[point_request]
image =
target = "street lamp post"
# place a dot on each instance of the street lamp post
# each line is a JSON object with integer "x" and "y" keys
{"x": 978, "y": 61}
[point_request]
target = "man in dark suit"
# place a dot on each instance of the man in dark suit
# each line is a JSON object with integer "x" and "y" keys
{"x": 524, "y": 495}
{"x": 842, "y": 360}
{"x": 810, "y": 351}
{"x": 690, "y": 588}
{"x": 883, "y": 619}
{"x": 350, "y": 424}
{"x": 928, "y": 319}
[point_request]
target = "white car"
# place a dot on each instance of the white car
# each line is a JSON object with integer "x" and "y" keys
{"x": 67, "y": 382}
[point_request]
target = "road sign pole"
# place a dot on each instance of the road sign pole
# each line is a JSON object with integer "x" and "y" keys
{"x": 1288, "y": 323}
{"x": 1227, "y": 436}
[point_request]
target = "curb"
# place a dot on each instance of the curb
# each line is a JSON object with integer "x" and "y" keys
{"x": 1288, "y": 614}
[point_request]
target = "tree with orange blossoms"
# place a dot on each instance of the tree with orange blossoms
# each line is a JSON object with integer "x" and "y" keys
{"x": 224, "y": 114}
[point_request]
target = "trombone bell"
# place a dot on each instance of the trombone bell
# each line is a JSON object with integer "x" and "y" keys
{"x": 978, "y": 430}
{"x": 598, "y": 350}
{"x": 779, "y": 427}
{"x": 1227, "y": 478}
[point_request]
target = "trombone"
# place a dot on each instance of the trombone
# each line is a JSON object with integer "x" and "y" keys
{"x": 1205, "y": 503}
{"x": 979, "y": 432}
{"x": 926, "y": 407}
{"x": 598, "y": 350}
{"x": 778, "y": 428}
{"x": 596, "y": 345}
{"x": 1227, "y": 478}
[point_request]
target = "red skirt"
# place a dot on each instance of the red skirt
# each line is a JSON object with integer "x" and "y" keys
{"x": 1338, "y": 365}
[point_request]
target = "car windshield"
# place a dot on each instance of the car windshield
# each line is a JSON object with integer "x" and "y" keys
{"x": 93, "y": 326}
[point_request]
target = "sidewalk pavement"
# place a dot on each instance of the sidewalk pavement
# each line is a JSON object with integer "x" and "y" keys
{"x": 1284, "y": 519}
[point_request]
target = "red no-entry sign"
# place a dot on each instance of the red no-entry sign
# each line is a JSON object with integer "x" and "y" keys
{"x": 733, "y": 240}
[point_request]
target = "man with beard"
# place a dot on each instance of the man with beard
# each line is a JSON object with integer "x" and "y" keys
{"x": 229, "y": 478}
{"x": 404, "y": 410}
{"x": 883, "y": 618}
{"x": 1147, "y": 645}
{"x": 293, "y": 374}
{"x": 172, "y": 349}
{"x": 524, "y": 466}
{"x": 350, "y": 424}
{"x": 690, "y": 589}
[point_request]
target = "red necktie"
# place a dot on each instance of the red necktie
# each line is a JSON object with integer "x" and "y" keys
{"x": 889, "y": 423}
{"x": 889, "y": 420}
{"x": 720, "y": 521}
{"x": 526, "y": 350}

*Requirements*
Extract every line of the data above that contains the string "entry", matching case exactly.

*Exercise solution*
target = "red no-entry sign"
# place a dot on each instance of the red no-entry sign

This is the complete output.